(RECORDS SHOWN Opens)

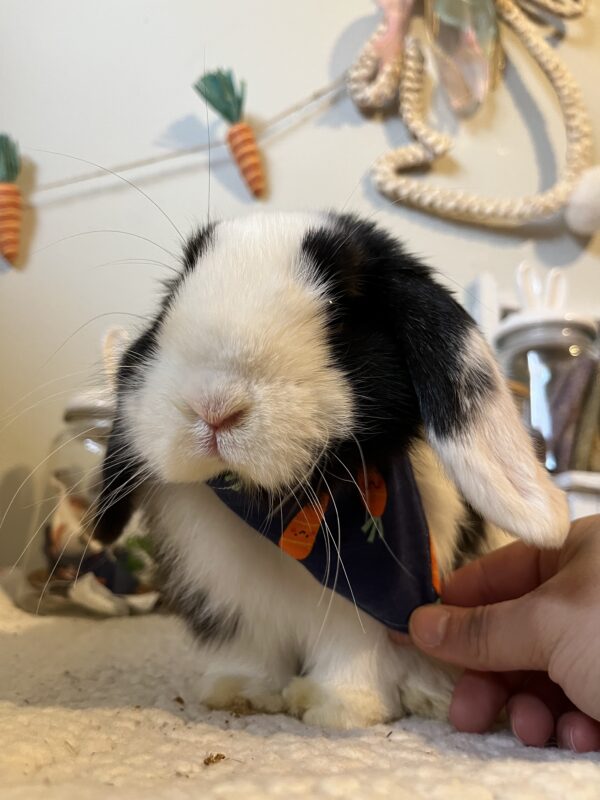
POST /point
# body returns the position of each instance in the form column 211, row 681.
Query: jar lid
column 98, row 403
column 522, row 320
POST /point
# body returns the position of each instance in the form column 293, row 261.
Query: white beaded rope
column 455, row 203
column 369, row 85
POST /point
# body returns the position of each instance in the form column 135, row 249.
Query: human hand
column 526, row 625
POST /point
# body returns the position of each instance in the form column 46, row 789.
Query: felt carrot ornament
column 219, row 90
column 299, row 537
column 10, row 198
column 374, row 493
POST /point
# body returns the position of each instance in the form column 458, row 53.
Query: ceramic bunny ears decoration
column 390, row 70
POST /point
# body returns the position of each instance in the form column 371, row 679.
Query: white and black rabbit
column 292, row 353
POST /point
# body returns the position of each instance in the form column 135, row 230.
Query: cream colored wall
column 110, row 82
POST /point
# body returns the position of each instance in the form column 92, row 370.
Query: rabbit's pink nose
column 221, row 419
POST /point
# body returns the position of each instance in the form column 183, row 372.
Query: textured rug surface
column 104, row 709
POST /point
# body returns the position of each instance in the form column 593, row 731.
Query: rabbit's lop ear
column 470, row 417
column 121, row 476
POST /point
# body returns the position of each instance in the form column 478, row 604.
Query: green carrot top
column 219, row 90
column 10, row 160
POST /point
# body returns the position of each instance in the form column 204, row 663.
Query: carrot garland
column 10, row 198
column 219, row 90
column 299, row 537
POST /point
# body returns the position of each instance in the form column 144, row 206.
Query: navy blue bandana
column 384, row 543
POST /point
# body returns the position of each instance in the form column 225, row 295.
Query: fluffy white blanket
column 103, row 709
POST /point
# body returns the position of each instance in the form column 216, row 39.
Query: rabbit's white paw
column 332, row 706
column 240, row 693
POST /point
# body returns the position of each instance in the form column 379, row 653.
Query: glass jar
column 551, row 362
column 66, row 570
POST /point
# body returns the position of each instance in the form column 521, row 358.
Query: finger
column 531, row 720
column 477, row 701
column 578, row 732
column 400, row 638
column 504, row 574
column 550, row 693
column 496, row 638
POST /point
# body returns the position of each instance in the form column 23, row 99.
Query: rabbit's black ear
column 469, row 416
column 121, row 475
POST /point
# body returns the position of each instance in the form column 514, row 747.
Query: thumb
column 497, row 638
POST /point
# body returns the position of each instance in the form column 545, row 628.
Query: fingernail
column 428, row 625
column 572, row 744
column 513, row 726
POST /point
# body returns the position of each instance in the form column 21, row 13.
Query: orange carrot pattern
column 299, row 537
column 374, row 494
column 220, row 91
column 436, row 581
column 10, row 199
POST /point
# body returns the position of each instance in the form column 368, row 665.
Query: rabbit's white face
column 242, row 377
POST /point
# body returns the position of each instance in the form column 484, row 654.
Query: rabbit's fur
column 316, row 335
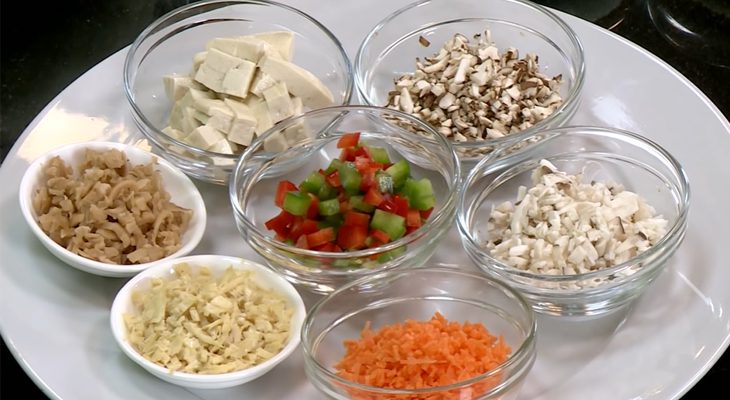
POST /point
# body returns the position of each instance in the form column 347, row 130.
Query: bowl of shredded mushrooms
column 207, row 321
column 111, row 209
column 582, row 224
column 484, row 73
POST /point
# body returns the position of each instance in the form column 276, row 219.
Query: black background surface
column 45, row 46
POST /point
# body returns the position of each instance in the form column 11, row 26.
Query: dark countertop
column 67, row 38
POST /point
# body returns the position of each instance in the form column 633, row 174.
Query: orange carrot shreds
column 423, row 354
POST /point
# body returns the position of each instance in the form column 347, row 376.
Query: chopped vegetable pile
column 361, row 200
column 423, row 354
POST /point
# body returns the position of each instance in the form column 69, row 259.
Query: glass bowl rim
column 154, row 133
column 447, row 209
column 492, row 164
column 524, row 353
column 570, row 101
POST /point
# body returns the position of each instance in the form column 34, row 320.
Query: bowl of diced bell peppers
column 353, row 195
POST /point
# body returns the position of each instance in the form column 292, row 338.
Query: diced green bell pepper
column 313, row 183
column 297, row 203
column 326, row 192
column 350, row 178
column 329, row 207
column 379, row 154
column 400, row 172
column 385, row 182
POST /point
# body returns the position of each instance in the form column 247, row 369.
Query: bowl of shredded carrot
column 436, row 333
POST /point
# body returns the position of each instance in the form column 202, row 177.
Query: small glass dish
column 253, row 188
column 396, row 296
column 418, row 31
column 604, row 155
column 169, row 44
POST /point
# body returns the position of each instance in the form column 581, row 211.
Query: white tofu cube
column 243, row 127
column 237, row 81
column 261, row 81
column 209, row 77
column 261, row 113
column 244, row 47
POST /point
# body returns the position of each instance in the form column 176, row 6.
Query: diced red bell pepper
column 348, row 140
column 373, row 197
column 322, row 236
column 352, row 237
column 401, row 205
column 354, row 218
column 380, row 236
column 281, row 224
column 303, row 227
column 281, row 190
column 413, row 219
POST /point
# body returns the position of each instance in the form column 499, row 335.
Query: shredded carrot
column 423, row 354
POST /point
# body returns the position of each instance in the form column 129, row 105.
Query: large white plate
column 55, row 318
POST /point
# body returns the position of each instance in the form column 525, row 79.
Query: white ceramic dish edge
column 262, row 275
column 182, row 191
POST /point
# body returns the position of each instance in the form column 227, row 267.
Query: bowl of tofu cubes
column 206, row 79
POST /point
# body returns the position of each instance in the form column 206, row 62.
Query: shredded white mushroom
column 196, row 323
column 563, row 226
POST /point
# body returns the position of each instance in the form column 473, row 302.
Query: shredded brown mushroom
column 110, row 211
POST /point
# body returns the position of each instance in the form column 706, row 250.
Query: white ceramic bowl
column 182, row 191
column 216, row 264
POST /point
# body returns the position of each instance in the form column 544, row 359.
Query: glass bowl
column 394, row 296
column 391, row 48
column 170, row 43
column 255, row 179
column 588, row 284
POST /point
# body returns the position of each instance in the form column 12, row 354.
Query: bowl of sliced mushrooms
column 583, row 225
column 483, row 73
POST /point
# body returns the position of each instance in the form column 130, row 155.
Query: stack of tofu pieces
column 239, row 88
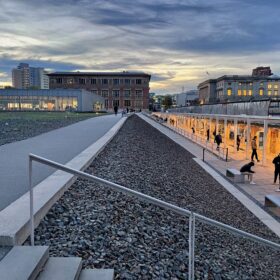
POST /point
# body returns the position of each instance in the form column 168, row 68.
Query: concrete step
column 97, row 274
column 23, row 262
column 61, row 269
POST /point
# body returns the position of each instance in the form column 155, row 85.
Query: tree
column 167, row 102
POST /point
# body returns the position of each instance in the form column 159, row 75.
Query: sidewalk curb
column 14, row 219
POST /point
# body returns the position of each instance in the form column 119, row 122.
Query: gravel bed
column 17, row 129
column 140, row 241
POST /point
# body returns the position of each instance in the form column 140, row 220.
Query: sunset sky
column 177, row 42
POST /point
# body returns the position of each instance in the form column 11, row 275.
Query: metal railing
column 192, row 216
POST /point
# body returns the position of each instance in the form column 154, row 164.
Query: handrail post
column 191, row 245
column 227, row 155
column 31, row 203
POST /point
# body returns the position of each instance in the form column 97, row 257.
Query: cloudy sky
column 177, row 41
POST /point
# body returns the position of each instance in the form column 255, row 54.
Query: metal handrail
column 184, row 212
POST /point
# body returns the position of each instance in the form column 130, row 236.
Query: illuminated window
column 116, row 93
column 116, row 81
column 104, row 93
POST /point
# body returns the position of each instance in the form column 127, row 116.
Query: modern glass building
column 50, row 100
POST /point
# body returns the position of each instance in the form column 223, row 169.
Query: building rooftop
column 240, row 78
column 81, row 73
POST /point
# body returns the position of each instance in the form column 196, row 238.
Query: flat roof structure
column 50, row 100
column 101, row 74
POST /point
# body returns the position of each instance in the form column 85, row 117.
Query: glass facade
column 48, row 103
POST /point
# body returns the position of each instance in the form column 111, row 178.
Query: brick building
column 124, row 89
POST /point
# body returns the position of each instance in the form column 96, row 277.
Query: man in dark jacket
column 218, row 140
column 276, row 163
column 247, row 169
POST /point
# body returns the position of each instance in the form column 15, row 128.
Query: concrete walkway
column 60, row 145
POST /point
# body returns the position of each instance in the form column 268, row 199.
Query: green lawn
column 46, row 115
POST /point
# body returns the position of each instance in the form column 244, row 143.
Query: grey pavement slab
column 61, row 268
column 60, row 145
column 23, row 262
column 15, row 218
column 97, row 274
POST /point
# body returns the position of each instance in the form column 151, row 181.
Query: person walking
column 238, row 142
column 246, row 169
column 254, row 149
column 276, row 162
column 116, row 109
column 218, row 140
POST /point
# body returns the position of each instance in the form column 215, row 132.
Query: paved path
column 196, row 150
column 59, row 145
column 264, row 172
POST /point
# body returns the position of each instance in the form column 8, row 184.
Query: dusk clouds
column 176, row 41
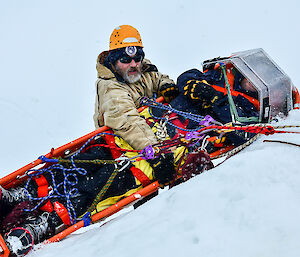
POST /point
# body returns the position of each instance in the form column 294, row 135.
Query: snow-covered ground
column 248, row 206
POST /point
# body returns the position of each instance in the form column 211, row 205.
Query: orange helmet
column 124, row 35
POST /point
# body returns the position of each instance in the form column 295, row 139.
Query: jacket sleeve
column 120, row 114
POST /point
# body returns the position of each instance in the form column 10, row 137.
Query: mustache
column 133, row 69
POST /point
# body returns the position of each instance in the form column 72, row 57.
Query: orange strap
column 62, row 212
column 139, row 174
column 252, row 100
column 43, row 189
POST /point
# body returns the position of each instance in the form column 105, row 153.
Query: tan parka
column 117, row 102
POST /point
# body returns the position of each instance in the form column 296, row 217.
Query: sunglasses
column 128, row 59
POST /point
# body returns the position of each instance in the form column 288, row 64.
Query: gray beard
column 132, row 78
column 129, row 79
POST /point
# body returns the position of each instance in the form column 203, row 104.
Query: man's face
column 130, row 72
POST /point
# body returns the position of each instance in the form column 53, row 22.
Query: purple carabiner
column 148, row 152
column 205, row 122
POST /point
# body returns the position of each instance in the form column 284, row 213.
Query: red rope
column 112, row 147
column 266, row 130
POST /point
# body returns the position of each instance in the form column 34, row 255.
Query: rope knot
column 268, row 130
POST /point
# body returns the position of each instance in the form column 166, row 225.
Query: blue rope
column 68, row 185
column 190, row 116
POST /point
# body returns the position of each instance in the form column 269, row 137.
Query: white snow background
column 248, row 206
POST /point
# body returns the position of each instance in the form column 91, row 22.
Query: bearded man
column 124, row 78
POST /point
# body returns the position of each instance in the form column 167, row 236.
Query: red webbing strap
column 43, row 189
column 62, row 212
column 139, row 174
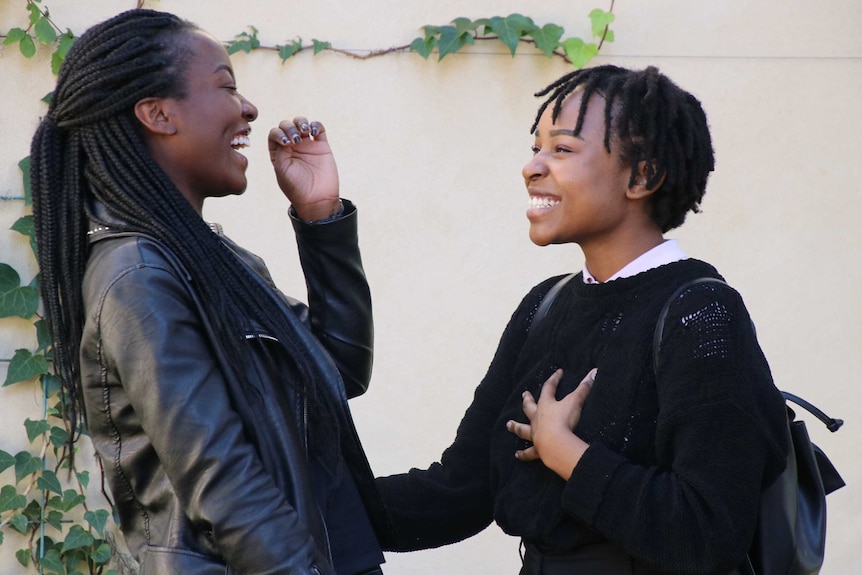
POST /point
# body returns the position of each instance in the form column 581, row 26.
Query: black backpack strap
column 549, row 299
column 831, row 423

(RECORDS SHOWN Closes)

# [EXERCISE PROMPT]
Would you please reproduce the entries above, starting at the line with "167, row 236." and stopping after the line with "581, row 26."? Omit any pictures.

# [TASK ANSWER]
# body returns the position of each instance in the form column 167, row 236.
Query: red webbing strap
column 43, row 189
column 62, row 212
column 139, row 174
POST /point
# body returns the position of each instance in the form column 581, row 26.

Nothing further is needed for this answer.